My husband spent the greater part of Labor Day cleaning out his half of our garage. He runs a wood flooring business so over time he has collected several piles of left-over wood flooring. Various tools also clutter the shelves and floor along the perimeter. One corner in particular was an awful mess. Over the course of the summer, this corner located near the garage entrance had become the collection site of all the little things my husband had not had time to find a place for. Originally, this spot had been designated for a specific saw he rarely used. He had used it a few times to remove the groove from the bottom of flooring in order to make book shelves. Due to the demands of work, though, this great tool used to rid our garage of an endless bone yard of wood scraps, had simply become a resting place from broom handles to bungee cords and empty nail gun cases.
Eventually, my husband sorted through the mess and uncovered the saw. As he pulled it out of its stationary position, he discovered a massive spider’s web containing dozens of sacks and the mother of them all. Apparently, the mother spider was so huge and hideous he killed it immediately so that I wouldn’t see it. He destroyed the sacks of eggs as well, leaving only a few cobwebs behind. As grateful as I was that this spider’s breeding ground was gone, I was distressed that a potentially poisonous threat to our home had grown undisturbed and unnoticed for so long.
It got me to thinking about the clutter of life and how if we don’t deal with it on a regular basis, dangerous things can grow in our hearts over time. We can make the excuse that we don’t have time to deal with this or that. This tool can help us make the most of our resources in time. That small stuff will be useful to us one day. On the one hand, we make excuses for why we can’t use what’s useful, and on the other, we insist on keeping those things that only create a bigger burden. Either way, we simply set it in the corner, covering up the deeper, more serious issues until we don’t see them and eventually don’t realize they even exist.

━━━━━━

> **PROBLEM 1**:
Copy the garage essay word for word from "It got me to" to "they even exist.".
> **PROBLEM 2**:
In the garage essay, what had the corner near the garage entrance first been set aside for?
> **PROBLEM 3**:
Write the next part of the garage essay, picking up right after its final sentence.

> **RECORDS SUPPLIED**:

━━━━━━

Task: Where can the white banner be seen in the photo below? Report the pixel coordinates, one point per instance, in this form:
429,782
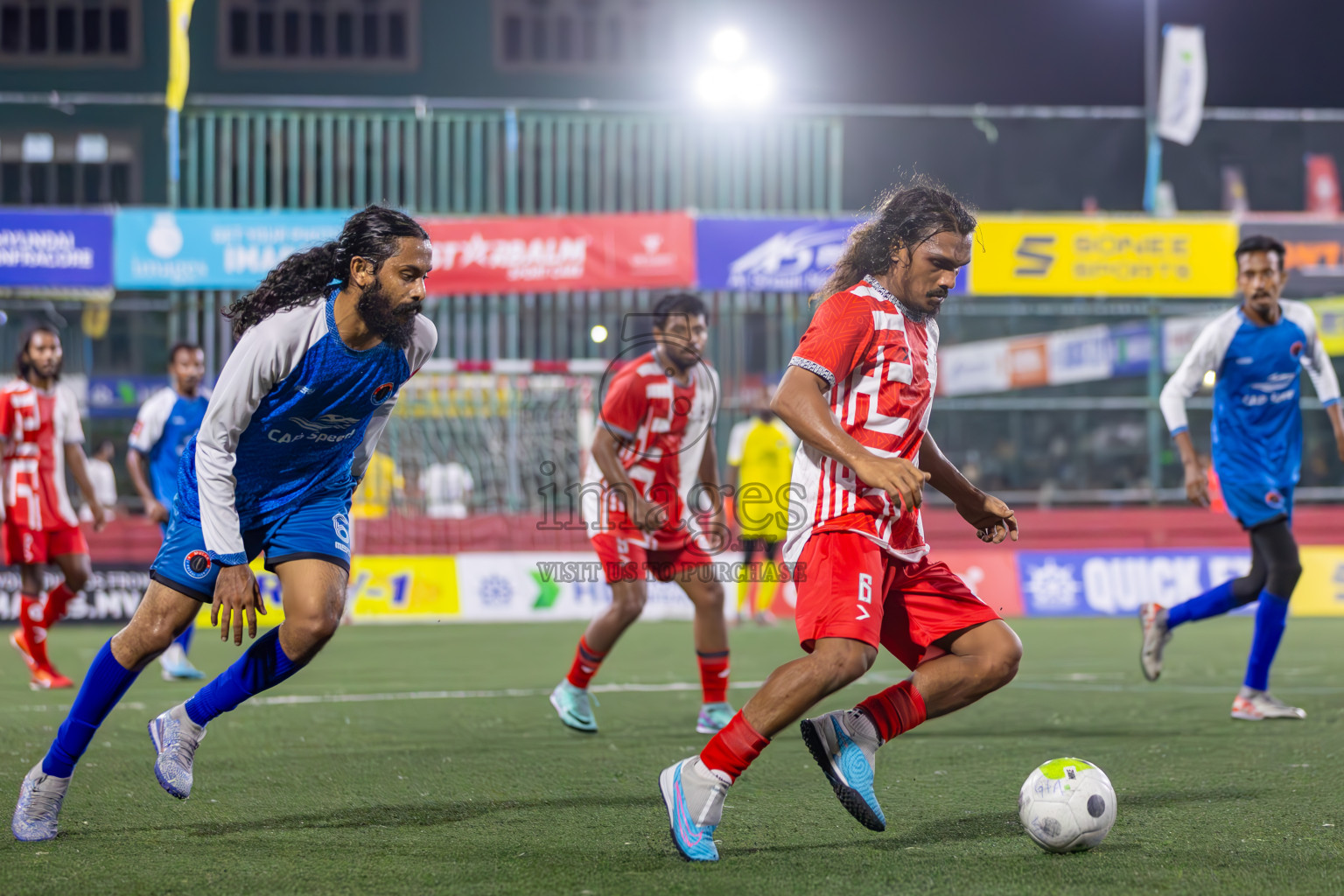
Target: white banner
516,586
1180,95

━━━━━━

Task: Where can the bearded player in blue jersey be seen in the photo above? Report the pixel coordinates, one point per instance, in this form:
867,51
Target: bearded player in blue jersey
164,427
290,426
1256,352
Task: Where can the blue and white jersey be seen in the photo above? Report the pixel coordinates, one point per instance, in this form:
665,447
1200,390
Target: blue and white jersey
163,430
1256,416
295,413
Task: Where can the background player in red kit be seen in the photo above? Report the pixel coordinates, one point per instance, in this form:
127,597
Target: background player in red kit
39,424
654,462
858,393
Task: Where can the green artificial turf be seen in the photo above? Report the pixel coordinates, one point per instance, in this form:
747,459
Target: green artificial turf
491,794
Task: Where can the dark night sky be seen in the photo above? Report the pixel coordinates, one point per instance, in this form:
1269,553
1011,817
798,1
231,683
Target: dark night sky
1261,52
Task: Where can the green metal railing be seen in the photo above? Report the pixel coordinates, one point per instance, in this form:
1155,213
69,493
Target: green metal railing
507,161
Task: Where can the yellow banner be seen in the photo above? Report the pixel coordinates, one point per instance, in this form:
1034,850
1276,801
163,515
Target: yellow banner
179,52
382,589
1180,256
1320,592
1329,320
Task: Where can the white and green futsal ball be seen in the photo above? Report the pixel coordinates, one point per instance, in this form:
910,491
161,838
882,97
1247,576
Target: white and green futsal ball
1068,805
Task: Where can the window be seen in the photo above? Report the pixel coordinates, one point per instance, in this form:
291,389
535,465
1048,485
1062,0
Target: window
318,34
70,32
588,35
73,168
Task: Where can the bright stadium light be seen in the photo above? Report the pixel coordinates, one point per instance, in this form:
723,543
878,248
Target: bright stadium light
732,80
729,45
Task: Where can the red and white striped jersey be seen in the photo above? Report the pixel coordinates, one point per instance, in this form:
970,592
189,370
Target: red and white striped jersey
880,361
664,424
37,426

━━━━━━

> **EXERCISE ANSWER 1**:
It got me to thinking about the clutter of life and how if we don’t deal with it on a regular basis, dangerous things can grow in our hearts over time. We can make the excuse that we don’t have time to deal with this or that. This tool can help us make the most of our resources in time. That small stuff will be useful to us one day. On the one hand, we make excuses for why we can’t use what’s useful, and on the other, we insist on keeping those things that only create a bigger burden. Either way, we simply set it in the corner, covering up the deeper, more serious issues until we don’t see them and eventually don’t realize they even exist.

> **EXERCISE ANSWER 2**:
A specific saw the husband rarely used.

> **EXERCISE ANSWER 3**:
I can’t speak for my husband, but it seems to me that men in general do a much better job at pretending that their “clutter” is a pile of useful tools that will one day improve their life. As a woman, clutter gets to the deepest part of me. It keeps me from resting, makes me irritable and prevents me from being productive on the days I need to be. I have cleaned out and organized my office space at least six times since my husband has cleaned out his garage space. I admit there is always a small spider web or two in a corner or under my desk, but I would be absolutely horrified if I found a nest containing a spider, which according to my husband, was the circumference of an unused roll of Scotch tape!
Then again, perhaps my coping mechanism is to create a clutter-free environment on the surface while I ignore the webs growing in my heart. My task-list becomes my excuse as I pile up my feelings like spare tools that will be useful one day, but that I just don’t have time for today. If there is not a good enough reason to have the feeling, if it can’t be justified at the moment, then it goes in the corner. The result, I fear is a dangerous build-up of toxic emotions that are now manifesting themselves as chronic pain across my body.
Unfortunately, the pain cannot be quickly stomped out and swept away like an unwanted spider and her eggs in the corner of the garage. It has taken 35 years to accumulate and though “they” say this pain will never go away completely, there is a lot I can do to keep the clutter down to a few manageable cobwebs.
The process is only beginning, but I am grateful that today I am more aware of the importance to acknowledge the “stuff” in my life and to deal with it here and now. If it’s not useful to me today, then out it goes! As I told my husband yesterday while he hesitated between tossing out a tube of porcelain repair goo and keeping it in the “yard sale” pile: “Honey, you do wood floors! You don’t need it. Besides, what are the odds that some random person is going walk up to our yard sale and say, ‘do you have anything to repair a crack in my toilet?’”
Seriously, there are some things that are just NOT worth holding on to!